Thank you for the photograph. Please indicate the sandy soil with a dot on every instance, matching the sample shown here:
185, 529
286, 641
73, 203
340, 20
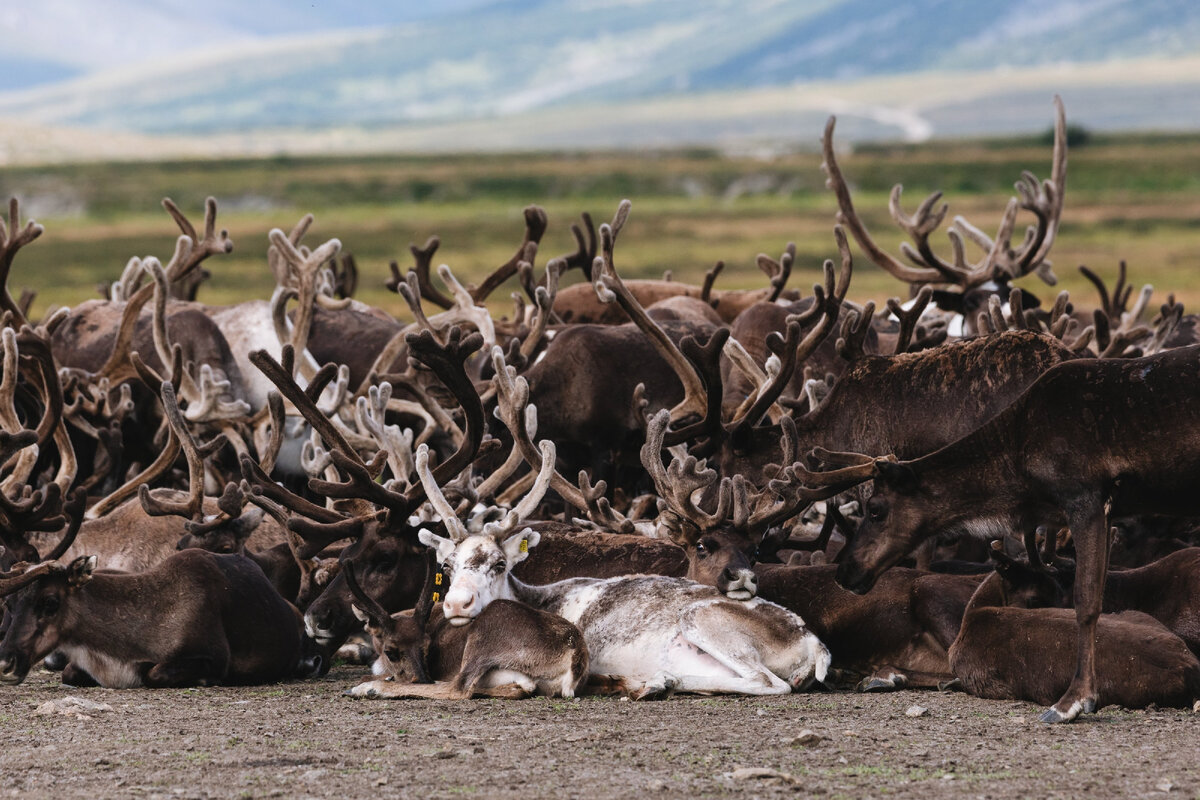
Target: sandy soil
307, 739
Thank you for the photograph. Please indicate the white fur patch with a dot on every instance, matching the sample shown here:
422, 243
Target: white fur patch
108, 672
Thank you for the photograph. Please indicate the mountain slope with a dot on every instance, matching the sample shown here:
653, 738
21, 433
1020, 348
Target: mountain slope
483, 59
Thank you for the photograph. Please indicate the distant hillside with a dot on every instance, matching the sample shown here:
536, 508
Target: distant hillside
454, 62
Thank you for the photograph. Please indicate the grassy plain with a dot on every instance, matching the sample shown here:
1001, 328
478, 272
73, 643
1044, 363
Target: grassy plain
1134, 198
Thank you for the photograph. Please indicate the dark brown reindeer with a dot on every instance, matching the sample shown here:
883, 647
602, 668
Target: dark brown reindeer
1087, 439
1001, 262
508, 644
897, 636
196, 619
1007, 649
1167, 589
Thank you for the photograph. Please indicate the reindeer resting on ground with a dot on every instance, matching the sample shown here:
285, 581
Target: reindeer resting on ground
509, 650
1087, 439
196, 619
655, 635
1008, 650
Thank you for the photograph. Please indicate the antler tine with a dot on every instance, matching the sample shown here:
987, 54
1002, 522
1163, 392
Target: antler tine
706, 292
213, 242
166, 457
544, 300
9, 417
409, 289
18, 578
454, 525
73, 509
520, 417
586, 253
610, 288
678, 482
287, 385
909, 318
786, 353
261, 486
155, 504
366, 602
423, 259
535, 228
843, 476
305, 268
919, 226
849, 217
12, 239
778, 271
35, 347
707, 360
852, 342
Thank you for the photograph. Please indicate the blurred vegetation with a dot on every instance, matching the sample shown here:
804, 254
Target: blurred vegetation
1134, 198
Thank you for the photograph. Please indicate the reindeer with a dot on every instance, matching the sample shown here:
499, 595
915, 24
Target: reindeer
657, 635
1087, 439
196, 619
508, 644
1006, 650
1001, 262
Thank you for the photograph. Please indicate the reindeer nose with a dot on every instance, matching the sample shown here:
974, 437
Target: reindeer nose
459, 603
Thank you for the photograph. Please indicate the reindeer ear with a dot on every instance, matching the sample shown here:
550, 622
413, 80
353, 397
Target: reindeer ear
79, 572
948, 300
442, 546
247, 523
898, 476
516, 547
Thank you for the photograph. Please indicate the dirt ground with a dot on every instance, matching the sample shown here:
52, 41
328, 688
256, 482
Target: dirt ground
309, 740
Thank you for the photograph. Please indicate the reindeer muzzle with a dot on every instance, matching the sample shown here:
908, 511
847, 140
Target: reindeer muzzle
742, 584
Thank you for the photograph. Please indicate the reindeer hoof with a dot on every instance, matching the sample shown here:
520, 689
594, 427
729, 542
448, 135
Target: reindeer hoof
1054, 716
879, 684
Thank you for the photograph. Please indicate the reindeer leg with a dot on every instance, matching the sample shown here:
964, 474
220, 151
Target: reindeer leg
73, 675
1092, 563
189, 671
711, 635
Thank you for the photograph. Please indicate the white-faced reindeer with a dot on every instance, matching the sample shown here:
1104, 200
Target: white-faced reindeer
654, 633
********************
What is needed
Repeat every line above exactly, but omit all images.

Answer space
Thank you for the photograph. Please indicate the sandy soil with a dot on every instance, matching the sample shown here:
185, 529
286, 641
73, 203
340, 20
Target: sandy soil
307, 739
Thank you for the photograph. Please indicate the white fur patch with a dot on every instance, matching the sample shown here:
422, 243
Target: white fur patch
108, 672
Thank you for the photograph. Please indicate the mountain slope with a dot on every instance, matching the sample shown here:
653, 738
21, 433
1020, 348
Target: mountain slope
483, 59
Thank you for the photograph. Please indicate the distant hillside with a dot on every instance, matching the sample shown here:
536, 508
Target: distant hillside
454, 62
Thank you for the photograph. Please indicate the grassy plain with a dot on every instance, matching the sample shown here:
1001, 328
478, 272
73, 643
1044, 363
Target: grassy plain
1134, 198
Thank you for the photograph. Please indicate the dark brown reindeer with a dot on every instance, matching the sample shown here:
883, 647
602, 668
Target: dark brown reindeer
1087, 439
1001, 262
508, 644
897, 636
196, 619
1007, 649
1167, 589
Thank you for the photograph. Please indicate the reindeer resting on ground with a dot on every instance, matching the sample shown here:
285, 581
Target: reindeer resting on ground
509, 650
1087, 439
196, 619
655, 635
1008, 650
Thank you for the photograph. Please indicate the antler tine with a dot on every instance, matching the sample shown here:
987, 54
1002, 522
1163, 392
Target: antler tine
706, 292
213, 242
166, 457
544, 300
9, 417
409, 289
18, 578
454, 525
73, 509
520, 417
586, 253
610, 288
678, 482
287, 385
909, 318
786, 353
261, 486
155, 504
366, 602
423, 259
535, 228
843, 476
305, 268
919, 226
849, 217
12, 239
778, 271
35, 347
707, 360
852, 342
Thank you for the photograph. Please indicate the blurred vegetation with a dot on every instance, matching the sample shown here:
804, 254
Target: blurred vegetation
1134, 198
Thank you for the photograph. Please indicate the reindeer with a dot on every instance, matching the sample shown here:
499, 595
915, 24
Target: reindeer
657, 635
1087, 439
196, 619
508, 644
1006, 650
1001, 262
Thank you for the photograph. Please indicate the reindeer nose with a dot on every instance, matching the sample shown here:
974, 437
Target: reindeer nose
459, 603
Thank you for the photograph. Please indicate the reindeer ear with a dot on every instance, matching the sample shown here:
550, 622
413, 80
353, 397
Target: reindeer ear
79, 572
948, 300
442, 546
247, 523
898, 476
516, 547
Thank you for the photograph. Please indicate the dirt ground with a dot on every instance, matching the sample shown here:
52, 41
328, 688
256, 482
Target: dirt ground
309, 740
Thank you for the photograph. Please indicate the reindeer muzzle with a dot on every instance, matching the sample shown here:
908, 511
847, 140
Target: reindeer muzzle
742, 584
Thank you for the photograph. Please indicate the reindeer hoof with a dot on every instance, matching the sample shown here:
520, 689
594, 427
729, 542
448, 135
Target: reindeer hoof
1054, 716
879, 684
Thank you for the photograph. Please indicate the reindeer leg with a dot on every instance, matching the sample shown here:
964, 474
220, 151
Target: reindeer leg
73, 675
1092, 563
189, 671
711, 635
Thank you for the photograph. Please indicate the white-faced reindeer with a dot on every instance, matching the sample shown here:
1104, 200
Target: white-faced reindeer
654, 633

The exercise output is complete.